• Directions:
1. Rewrite the blog post on living in a stressful time between "I’d sincerely like" and "for many years.", inclusive, substituting "chores" for "errands".
2. Extend the blog post on living in a stressful time, continuing after its final sentence.

─── Document extract ───

Living in a Stressful Time

I’d sincerely like to apologize for my lack of posting and my lack of motivation to write. Life’s been kinda crazy for the past few weeks. Chadwick Boseman dying of cancer, the shooting of Jacob Blake, the civil unrest, the political divide, covid, old people on facebook trying to tell me to not wear a mask because the mask might kill me and it’s a symbol of oppression for the dictator governors to keep people in line or whatever dumb conspiracy they’ve come up with. Not to mention I work 5 days out of the week and any day off I get is usually dedicated to running errands or attempting to relax and unwind. This all leads to some pent up frustration which is currently being let out on the people around me. Tragic, I know. Finding better outlets for my stress has been a struggle and a half for many years.

It doesn’t help that I chose a career in an entirely service-based industry. I’m an introvert so things like that can exhaust me. And then friends and family want to hang out. I usually choose to just watch tv in the evenings in an attempt to unwind from the day. I’ve found that writing has really helped me vent about all the things I’ve been feeling. It helps me focus and at the same time I am addressing my emotions (aka: processing them properly).

Now to clarify, I don’t feel helpless or depressed or anything. I just feel overwhelmed. That might have something to do with the fact that I went months being unemployed or working part-time retail and then going 2 months in quarantine which involved doing nothing but small activities to pass the time. It’s amazing what jumping head-first into a full time job will do to your energy after being complacent for the first 6 months of the year.

─── Information shown ───

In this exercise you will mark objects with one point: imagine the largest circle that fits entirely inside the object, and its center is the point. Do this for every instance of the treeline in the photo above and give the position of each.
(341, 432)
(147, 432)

───

• Task-by-task results:
1.
I’d sincerely like to apologize for my lack of posting and my lack of motivation to write. Life’s been kinda crazy for the past few weeks. Chadwick Boseman dying of cancer, the shooting of Jacob Blake, the civil unrest, the political divide, covid, old people on facebook trying to tell me to not wear a mask because the mask might kill me and it’s a symbol of oppression for the dictator governors to keep people in line or whatever dumb conspiracy they’ve come up with. Not to mention I work 5 days out of the week and any day off I get is usually dedicated to running chores or attempting to relax and unwind. This all leads to some pent up frustration which is currently being let out on the people around me. Tragic, I know. Finding better outlets for my stress has been a struggle and a half for many years.

2.
I don’t have anxiety attacks as much as I did when I was younger. I do have fits of anxiety sometimes if I get super overwhelmed, but it mostly presents itself as anger or frustration more than your average symptoms of anxiety. Many times, I’ll get irritated with my clients for asking for something different halfway through the haircut. It wastes my time and pushes back my appointments. But afterwards when I’ve cooled down I realize it’s not actually frustration with my clients. It’s frustration with myself. It’s also frustration that something didn’t go as I had planned out in my head.

Cutting hair requires a lot of planning in your head. When you’re consulting with your client about what haircut they want, you have to imagine what it will look like, think about what tools you will use, think about what angle you’ll cut the hair. It takes planning. I haven’t been in the industry long enough to be used to dealing with the change of haircut. It takes time and it takes a lot of adjusting (going with the flow so to speak). I’ve been coaching myself on how not to take criticism to heart but what about when the criticism isn’t being said? When the criticism is coming from your own thoughts and you’re assuming that the client is judging you, what do you do in that situation?

These are not questions with blatant answers. Most of you reading this probably don’t know what I’m talking about and you probably definitely don’t cut hair. But I feel this can be applied to your own personal life as well like when you feel someone is judging you and you begin to judge yourself. Being self aware means dragging yourself back from those thoughts and realigning.

So let’s not take things to heart so much. Let’s try our best to stay positive and remember that everyone around you is learning and growing.